Viruses are strange things. They’re not alive like you or me. But they behave somewhat that way—spreading, growing, appearing in new forms. How can this be?
There’s a lot scientists don’t know yet about the new coronavirus. But they do know a lot about how viruses work and make people sick.
To learn more, I talked to Sylvia Omulo, a scientist specializing in infectious diseases at Washington State University.
Your body is made of tiny building blocks called cells. Different cells do different types of work. They all follow instructions written in your body: your genes.
Viruses also have genes, but they don’t have cells like you or me. Instead, they rely on other creatures’ cells to come “alive.”
“A virus is a particle of genetic material that causes an infection by invading a cell,” Omulo explained. “It’s extremely small, smaller than a cell.”
You can think of a virus particle like a letter with bad news, tucked inside an envelope. Layers of protein (the envelope) cover a bundle of genes (the letter), protecting it until it’s ready to be opened and read.
Virus particles spread through the air or on surfaces. They cause infections if they get inside someone’s body. The envelope opens if the virus enters a creature’s cell, called the “host.” The virus uses its genetic instructions to take over the cell.
The virus disrupts the cell’s usual work, Omulo said, using its resources to make copies of itself. Those virus copies invade other cells, repeating the process. The host becomes sick as a result.
Usually, the virus copies itself exactly. But because viruses have genes, they also evolve over time. This means they’re changing, even as they’re making copies of themselves. That’s part of how new virus forms emerge.
Viruses have been around for millions of years, much longer than humans. Some only affect plants or bacteria. Some affect only some animals.

[Data listing]
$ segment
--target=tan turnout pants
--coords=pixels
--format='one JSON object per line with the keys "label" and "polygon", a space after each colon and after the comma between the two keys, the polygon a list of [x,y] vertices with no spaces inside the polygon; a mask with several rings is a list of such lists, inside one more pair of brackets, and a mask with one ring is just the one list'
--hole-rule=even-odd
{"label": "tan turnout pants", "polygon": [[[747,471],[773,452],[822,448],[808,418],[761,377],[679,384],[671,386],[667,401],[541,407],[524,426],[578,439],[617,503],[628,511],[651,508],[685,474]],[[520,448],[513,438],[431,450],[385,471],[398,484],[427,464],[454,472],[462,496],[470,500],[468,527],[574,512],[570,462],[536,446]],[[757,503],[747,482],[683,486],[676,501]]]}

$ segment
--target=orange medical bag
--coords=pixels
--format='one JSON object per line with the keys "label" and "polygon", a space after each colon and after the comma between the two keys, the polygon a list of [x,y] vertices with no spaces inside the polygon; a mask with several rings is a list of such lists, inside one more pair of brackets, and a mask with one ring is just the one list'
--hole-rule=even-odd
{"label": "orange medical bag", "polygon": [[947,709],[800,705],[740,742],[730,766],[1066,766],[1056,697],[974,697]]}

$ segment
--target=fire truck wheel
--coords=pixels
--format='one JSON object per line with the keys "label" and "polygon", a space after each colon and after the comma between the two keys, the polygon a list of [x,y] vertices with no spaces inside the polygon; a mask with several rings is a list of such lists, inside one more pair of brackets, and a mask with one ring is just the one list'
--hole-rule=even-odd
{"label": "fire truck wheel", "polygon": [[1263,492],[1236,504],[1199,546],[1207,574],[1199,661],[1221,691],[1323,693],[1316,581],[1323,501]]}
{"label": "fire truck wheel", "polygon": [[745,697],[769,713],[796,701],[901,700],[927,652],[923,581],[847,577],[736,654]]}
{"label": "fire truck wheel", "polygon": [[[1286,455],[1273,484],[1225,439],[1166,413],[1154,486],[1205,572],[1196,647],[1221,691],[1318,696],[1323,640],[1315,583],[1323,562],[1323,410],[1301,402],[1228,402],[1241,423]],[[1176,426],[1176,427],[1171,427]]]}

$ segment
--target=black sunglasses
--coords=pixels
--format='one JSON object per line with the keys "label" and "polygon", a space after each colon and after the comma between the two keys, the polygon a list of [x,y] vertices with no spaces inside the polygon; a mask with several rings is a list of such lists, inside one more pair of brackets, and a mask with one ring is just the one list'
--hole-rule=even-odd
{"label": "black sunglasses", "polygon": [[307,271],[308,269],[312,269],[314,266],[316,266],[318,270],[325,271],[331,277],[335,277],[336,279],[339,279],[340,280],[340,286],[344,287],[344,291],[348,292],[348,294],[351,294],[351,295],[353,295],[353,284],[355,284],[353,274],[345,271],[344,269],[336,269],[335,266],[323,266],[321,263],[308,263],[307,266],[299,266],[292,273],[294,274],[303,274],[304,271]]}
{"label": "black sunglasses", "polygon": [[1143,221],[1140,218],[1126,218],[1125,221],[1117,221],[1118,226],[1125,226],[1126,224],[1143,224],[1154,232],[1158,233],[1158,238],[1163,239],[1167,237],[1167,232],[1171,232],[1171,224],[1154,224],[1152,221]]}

[Tasks to carry out]
[a] From the passage on viruses, quote the part that opens with the words containing "The virus disrupts" and closes with "only some animals.".
[b] In the passage on viruses, what is a virus-invaded cell called?

[Task-by-task outputs]
[a]
The virus disrupts the cell’s usual work, Omulo said, using its resources to make copies of itself. Those virus copies invade other cells, repeating the process. The host becomes sick as a result.
Usually, the virus copies itself exactly. But because viruses have genes, they also evolve over time. This means they’re changing, even as they’re making copies of themselves. That’s part of how new virus forms emerge.
Viruses have been around for millions of years, much longer than humans. Some only affect plants or bacteria. Some affect only some animals.

[b] The "host."